What you need to do ▸
Go through the data that follows and restate each line exactly as it reads.

Records from a data source ▸

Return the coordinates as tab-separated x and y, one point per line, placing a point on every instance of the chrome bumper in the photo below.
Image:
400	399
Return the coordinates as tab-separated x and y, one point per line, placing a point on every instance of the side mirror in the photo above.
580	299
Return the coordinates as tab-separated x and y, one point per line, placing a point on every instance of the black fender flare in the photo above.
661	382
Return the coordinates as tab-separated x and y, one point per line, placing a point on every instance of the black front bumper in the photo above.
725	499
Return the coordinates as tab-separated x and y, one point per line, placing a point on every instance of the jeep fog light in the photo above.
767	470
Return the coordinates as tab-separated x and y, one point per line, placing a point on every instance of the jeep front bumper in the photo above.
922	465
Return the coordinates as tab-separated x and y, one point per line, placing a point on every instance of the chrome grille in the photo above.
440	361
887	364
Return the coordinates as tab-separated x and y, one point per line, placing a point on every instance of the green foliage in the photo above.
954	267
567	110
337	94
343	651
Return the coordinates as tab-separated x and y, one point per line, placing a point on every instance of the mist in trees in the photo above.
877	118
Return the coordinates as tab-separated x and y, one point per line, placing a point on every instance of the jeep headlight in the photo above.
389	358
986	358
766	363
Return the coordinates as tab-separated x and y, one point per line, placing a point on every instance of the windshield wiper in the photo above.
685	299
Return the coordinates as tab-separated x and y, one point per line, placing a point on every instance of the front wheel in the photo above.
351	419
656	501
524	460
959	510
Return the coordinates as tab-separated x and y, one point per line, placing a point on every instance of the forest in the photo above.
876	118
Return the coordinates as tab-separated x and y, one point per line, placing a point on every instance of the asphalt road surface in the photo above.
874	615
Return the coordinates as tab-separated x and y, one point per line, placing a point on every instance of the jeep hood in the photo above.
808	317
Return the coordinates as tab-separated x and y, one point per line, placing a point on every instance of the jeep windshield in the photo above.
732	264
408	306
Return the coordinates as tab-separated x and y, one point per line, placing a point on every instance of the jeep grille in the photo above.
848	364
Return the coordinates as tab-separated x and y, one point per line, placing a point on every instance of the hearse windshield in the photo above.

Worked solution ▸
Return the coordinates as tab-separated x and y, one point per line, placing a point on every instance of the chrome bumper in the photo below.
Image:
400	399
Return the coordinates as tab-separated x and y, one point per line, placing a point on every instance of the side mirror in the photo above.
580	299
Return the coordinates as tab-separated x and y, one point per line, placing a point on every instance of the black fender flare in the photo above.
661	382
Return the coordinates as tab-separated x and y, one point per line, placing a point on every instance of the black front bumper in the photo above.
725	499
Return the coordinates as tab-separated x and y, one point per line, placing a point on every instance of the jeep fog light in the photo above.
767	470
Return the coordinates as tab-separated x and y, one point per line, placing a point on every instance of the jeep front bumper in the photo above.
922	465
Return the coordinates as tab-separated x and y, one point per line, placing a point on every instance of the chrome grille in the photo above.
440	361
887	364
Return the coordinates as tab-separated x and y, one point per line, placing a point on every instance of the green foliage in the photo above.
954	267
567	110
337	94
343	651
Return the coordinates as tab-separated x and y, one point per line, placing a point on every instance of the mist in trees in the photo above.
877	118
Return the coordinates as tab-separated x and y, one point per line, placing a point on every instance of the jeep headlight in the photo above.
389	358
986	358
766	363
Return the coordinates as tab-separated x and y, one point per line, placing a point on every instance of the windshield wiper in the photo above.
685	299
Return the coordinates as tab-separated x and y, one point per line, placing a point on every instance of the front wheel in the photo above.
351	419
656	501
524	460
959	510
Return the coordinates as tab-separated x and y, one point per line, placing a point on every instance of the forest in the photo above.
876	118
Return the coordinates as tab-separated x and y, one point per line, placing a point on every instance of the asphalt road surface in the photo above.
874	615
Return the coordinates as tab-separated x and y, one point per line, placing a point on every instance of the jeep hood in the photo above.
808	317
Return the coordinates as tab-separated x and y, one point per line, placing a point on every instance of the jeep windshield in the photo above.
732	264
408	306
Return the coordinates as tab-separated x and y, one point per line, placing a point on every instance of the jeep grille in the photo above.
848	364
Return the coordinates as tab-separated x and y, one point per line, placing a point on every instance of the hearse windshield in the photo above.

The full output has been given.